*EXTRACT PROVIDED*

The Active Recovery Tactic You Need To Start Incorporating ASAP
You've probably heard about active recovery and that it's something you "should" do, but maybe you don't know what it really means—or maybe you're stuck in an active recovery rut.
I define "active recovery" as workouts I typically do, but at about 40 percent of the effort and volume, or lower intensity activities that work on your weaknesses. It’s a chance to allow your body to recover at an optimal rate—you’re not placing enough stress on the body to hinder recovery, but you’re getting that blood circulating and joints moving instead of taking the day off entirely.
Active recovery is also something to focus on while trying to heal injuries, prevent injuries, and something to do when you just want a good dose of endorphins without pushing yourself too much. While I love active recovery choices like yoga, hiking, and walking, my very favorite form of active recovery as a personal trainer is self-myofascial release, or SMR, because of its immensely comprehensive benefits. The most common form of SMR is foam rolling, but it also includes massage, ART, Rolfing, and trigger-point therapy.
After my hip surgery a few years ago, SMR became my best friend and best advocate for my recovery. Surgery itself is traumatic to the body, but a major joint surgery like mine required rehabbing my hip, the muscles around it, and the way my brain controlled my body’s movements. While SMR is not an exclusive cure or rehabilitation for any one injury, it can absolutely help expedite the process.
In order to understand how you can use SMR to boost your recovery and get stronger, faster, and healthier, let's start with the facts.
What is fascia?
Fascia is the magical connective tissue in your body that gives shape to your muscles, supports your body’s structure, helps create movement in the body, and is the highway of communication from your brain to your muscles. Yes, it truly does that much! Ever wonder how your muscle knows to form a neat little six-pack or triceps definition? That’s a bundle of muscle tissue, neatly wrapped together with your body’s version of Saran Wrap aka fascia.
So what did my surgery do to my fascia? Essentially by cutting into my body, there was a major interruption to my fascia. Think of it as a sweater that got torn: You can stitch things back together, but the threads will not be as smooth and the movement of the fabric when tugged or stretched will no longer behave the same way.
What is SMR?
Basically, when we touch or affect fascia, it sends sensory input to the brain, which then tells the muscles around it how to respond. You can actually improve and manipulate the way your brain and body speak to each other using SMR!
SMR can be used for several purposes. The first is recovery, helping it decrease soreness and improve circulation and the efficiency of your body’s metabolic waste removal. It also helps regulate your nervous system in different ways, depending on the techniques used.
SMR can also be used to increase mobility and joint range of motion and tissue health, helping it reduce scar tissue and adhesions in muscle tissue.
As a trigger-point therapy certified trainer, I frequently see gym-goers use the foam roller improperly more so than nearly any other gym equipment. So be sure to keep these five rules in mind for safe and effective SMR:
1. Get hydrated.

*RECORDS SUPPLIED*
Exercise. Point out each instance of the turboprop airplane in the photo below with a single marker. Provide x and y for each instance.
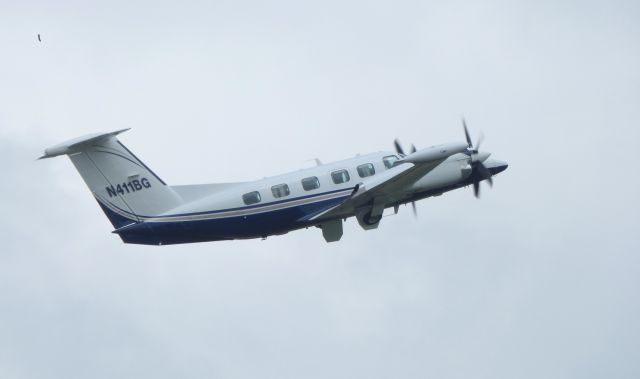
(145, 210)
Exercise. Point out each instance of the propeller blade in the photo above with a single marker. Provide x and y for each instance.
(396, 143)
(466, 133)
(480, 139)
(476, 189)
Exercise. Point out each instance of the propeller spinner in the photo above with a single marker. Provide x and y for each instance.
(479, 170)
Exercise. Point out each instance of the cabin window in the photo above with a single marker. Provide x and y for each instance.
(251, 197)
(389, 161)
(365, 170)
(340, 176)
(310, 183)
(280, 190)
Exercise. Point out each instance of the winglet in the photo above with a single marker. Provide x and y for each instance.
(71, 146)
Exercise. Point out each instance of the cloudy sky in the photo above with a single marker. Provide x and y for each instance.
(538, 279)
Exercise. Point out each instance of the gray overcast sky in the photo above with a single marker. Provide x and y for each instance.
(539, 279)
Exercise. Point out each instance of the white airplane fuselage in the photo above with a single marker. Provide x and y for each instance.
(145, 210)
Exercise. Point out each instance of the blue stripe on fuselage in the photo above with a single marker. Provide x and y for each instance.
(250, 226)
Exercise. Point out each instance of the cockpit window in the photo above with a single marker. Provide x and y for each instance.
(251, 197)
(340, 176)
(365, 170)
(280, 190)
(389, 161)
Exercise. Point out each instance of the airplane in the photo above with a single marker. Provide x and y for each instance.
(144, 209)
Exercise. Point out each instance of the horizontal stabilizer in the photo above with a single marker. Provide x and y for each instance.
(75, 145)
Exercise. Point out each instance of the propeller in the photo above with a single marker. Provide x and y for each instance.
(400, 151)
(479, 170)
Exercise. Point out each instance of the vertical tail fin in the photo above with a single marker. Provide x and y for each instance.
(126, 189)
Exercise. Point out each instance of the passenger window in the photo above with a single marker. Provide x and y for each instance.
(365, 170)
(280, 190)
(251, 197)
(340, 176)
(389, 161)
(310, 183)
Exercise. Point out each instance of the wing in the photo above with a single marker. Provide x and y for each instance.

*TASK TO COMPLETE*
Revise the active recovery article starting at "SMR can be used" and ending at "in muscle tissue.", swapping "soreness" for "stiffness". You won't need the data to complete this.

*SOLUTION TO THIS PROBLEM*
SMR can be used for several purposes. The first is recovery, helping it decrease stiffness and improve circulation and the efficiency of your body’s metabolic waste removal. It also helps regulate your nervous system in different ways, depending on the techniques used.
SMR can also be used to increase mobility and joint range of motion and tissue health, helping it reduce scar tissue and adhesions in muscle tissue.